PROBLEM TO SOLVE –
Start at the line below containing "Target: metal gantry" and stop at the line containing "of the shrub.". Repeat every line of that stretch exactly, and nothing outside it.

Records excerpted from a collection
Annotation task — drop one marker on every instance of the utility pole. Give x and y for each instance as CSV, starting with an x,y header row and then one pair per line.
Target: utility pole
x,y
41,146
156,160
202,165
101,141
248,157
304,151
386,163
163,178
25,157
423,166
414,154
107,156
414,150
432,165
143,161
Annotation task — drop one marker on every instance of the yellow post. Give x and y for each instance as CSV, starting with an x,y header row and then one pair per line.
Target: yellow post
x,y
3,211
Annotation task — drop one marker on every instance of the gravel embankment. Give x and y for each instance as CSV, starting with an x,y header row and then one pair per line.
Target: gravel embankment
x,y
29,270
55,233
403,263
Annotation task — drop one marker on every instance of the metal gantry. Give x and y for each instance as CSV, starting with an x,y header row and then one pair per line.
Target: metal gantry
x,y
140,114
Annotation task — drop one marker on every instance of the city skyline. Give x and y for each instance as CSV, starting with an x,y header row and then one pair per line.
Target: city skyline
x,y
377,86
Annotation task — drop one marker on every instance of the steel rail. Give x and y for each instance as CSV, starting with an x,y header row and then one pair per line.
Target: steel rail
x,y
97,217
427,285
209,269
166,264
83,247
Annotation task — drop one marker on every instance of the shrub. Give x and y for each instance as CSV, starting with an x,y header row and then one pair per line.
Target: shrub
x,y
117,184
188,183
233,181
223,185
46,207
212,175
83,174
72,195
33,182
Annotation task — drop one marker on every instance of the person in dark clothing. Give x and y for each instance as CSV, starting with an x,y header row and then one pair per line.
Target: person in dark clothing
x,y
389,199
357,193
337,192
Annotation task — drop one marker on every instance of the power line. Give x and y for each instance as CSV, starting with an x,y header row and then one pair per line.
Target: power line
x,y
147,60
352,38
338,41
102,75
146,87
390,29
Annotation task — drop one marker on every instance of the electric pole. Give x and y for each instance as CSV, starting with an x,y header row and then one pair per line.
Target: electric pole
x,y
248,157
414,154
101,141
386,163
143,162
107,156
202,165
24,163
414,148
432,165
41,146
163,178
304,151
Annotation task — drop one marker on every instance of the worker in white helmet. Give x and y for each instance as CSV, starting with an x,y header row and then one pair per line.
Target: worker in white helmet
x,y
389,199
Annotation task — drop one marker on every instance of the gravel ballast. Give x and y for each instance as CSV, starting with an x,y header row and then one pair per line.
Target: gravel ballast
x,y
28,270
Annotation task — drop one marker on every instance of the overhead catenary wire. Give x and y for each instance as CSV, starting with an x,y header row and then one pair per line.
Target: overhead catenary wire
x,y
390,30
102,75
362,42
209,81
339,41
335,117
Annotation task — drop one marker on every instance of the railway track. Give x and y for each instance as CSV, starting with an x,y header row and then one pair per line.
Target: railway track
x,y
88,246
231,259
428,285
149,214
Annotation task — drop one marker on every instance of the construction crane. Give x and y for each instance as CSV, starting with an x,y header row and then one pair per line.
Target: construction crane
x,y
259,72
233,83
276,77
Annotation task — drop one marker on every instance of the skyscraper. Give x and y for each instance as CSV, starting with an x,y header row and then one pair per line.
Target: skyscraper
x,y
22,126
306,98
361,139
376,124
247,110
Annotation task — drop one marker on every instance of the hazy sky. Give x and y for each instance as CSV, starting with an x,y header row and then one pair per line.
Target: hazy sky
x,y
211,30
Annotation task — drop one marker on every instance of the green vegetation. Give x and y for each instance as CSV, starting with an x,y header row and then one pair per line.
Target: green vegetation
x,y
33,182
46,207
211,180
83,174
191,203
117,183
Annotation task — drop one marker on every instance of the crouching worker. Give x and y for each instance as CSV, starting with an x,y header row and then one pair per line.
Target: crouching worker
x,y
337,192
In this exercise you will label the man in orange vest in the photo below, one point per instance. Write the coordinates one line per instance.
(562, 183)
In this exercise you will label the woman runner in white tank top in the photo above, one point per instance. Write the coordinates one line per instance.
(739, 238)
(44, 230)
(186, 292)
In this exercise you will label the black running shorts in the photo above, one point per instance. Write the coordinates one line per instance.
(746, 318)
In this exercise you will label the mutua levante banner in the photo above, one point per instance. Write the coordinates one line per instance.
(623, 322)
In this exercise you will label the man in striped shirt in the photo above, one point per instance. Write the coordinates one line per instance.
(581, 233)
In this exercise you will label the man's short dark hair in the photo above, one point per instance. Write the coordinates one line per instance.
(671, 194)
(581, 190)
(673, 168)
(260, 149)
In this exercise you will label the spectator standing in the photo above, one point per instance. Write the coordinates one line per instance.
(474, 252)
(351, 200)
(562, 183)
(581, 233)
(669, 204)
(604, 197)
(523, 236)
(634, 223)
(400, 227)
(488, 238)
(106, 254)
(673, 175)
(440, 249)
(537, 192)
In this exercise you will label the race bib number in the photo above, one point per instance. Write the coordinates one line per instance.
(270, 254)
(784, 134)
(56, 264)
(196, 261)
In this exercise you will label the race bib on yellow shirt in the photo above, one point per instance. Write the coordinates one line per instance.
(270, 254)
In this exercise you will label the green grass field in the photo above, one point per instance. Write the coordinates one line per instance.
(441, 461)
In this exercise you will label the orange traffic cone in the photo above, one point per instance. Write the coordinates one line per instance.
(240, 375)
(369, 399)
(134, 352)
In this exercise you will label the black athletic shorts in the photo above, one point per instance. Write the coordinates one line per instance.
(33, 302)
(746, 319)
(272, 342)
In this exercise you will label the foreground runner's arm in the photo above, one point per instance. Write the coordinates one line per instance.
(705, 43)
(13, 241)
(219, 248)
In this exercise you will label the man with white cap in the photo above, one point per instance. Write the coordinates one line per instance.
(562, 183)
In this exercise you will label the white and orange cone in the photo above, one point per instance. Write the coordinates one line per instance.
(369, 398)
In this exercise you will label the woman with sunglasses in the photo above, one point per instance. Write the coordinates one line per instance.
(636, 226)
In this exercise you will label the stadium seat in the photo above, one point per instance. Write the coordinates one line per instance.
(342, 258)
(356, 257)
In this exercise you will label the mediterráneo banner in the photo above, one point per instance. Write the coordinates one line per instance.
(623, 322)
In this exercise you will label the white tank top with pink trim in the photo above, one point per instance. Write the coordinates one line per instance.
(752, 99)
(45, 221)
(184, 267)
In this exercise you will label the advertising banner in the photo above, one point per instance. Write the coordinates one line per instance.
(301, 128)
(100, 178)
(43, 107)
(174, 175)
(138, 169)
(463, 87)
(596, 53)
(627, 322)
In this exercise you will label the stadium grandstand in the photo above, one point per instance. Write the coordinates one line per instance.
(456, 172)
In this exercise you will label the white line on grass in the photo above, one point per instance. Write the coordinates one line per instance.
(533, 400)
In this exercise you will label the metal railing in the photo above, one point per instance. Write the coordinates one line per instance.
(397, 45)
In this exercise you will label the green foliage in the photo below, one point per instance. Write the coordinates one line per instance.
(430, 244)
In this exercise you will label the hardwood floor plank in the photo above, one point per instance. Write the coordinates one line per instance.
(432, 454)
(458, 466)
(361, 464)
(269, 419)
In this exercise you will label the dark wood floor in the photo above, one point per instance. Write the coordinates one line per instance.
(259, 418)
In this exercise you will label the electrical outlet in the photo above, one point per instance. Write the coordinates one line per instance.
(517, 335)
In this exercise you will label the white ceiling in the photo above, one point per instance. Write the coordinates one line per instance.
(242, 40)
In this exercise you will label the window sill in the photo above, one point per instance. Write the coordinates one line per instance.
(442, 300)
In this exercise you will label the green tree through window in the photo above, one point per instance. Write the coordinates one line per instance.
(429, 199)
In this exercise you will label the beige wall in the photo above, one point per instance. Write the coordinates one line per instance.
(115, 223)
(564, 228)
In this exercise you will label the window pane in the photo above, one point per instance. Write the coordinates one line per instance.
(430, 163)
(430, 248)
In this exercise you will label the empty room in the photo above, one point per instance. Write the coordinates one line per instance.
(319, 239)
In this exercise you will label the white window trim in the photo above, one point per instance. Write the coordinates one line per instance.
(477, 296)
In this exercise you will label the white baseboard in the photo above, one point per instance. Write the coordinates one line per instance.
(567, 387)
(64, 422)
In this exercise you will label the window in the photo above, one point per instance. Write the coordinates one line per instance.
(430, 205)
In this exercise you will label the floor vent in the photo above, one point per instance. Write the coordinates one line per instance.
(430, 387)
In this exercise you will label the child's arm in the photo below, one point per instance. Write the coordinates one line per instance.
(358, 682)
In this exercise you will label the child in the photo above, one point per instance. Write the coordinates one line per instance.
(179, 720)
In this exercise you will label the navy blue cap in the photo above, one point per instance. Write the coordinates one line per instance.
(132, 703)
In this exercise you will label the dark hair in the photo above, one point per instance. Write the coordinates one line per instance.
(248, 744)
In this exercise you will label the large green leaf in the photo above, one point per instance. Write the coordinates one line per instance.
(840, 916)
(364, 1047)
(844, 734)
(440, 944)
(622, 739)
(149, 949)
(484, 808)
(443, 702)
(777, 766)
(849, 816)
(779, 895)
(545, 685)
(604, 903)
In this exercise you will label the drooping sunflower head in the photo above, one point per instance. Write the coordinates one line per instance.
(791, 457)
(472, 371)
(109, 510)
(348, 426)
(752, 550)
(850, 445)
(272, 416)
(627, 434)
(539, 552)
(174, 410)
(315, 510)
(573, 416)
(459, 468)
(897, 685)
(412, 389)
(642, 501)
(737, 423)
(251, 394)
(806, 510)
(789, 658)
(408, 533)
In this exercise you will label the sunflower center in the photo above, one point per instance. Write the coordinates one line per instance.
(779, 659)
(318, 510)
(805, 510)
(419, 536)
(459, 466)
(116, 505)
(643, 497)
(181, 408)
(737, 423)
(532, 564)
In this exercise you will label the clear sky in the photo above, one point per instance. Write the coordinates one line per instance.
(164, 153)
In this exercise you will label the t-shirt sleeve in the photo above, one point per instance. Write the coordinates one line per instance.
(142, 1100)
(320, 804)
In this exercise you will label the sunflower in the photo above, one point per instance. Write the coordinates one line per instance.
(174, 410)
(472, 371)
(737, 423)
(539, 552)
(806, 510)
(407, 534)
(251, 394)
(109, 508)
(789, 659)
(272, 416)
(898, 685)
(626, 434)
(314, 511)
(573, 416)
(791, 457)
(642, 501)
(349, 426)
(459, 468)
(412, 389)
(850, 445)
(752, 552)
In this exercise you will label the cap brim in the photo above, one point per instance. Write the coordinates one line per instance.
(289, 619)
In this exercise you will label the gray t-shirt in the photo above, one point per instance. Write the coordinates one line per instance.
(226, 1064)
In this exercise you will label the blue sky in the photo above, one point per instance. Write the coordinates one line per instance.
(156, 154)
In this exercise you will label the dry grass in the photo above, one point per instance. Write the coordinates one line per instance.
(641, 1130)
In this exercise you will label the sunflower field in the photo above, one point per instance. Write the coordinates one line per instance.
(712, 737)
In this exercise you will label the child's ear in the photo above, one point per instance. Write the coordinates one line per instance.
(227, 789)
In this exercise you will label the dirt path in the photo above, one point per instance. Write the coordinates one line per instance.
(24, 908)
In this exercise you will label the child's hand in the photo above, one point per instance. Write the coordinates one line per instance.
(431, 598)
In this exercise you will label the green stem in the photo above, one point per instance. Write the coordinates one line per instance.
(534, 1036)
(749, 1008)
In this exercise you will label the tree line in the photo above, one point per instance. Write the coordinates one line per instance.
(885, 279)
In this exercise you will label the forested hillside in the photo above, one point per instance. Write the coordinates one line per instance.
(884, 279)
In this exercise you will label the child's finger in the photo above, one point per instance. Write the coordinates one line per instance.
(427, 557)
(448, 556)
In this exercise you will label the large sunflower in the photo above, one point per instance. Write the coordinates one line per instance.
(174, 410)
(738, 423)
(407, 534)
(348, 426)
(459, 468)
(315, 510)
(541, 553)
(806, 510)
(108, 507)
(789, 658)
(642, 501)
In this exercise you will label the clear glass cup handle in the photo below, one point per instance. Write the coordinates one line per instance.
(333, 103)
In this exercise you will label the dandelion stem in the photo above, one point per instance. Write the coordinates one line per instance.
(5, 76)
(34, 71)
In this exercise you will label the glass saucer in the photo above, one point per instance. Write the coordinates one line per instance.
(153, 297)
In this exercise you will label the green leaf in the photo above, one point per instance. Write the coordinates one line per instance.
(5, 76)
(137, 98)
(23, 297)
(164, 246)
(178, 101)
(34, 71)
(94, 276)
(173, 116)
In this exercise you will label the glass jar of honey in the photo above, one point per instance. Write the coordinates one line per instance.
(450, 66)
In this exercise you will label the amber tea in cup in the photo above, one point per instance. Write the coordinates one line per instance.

TASK RESPONSE –
Target: metal gantry
x,y
140,114
Annotation task — drop one marker on every instance of the city skyline. Give x and y for each instance as CSV, starting with an x,y header row and then one pair per line.
Target: city skyline
x,y
377,86
Annotation task — drop one marker on every instance of the steel rail. Give x and y for each instance as CSV, starting with an x,y header row and then one pair per line.
Target: steel rail
x,y
97,217
427,285
209,269
166,264
83,247
Annotation task — drop one marker on every instance of the shrub. Give x and y for each instance as CSV, starting with an x,y header row and then one pair per line.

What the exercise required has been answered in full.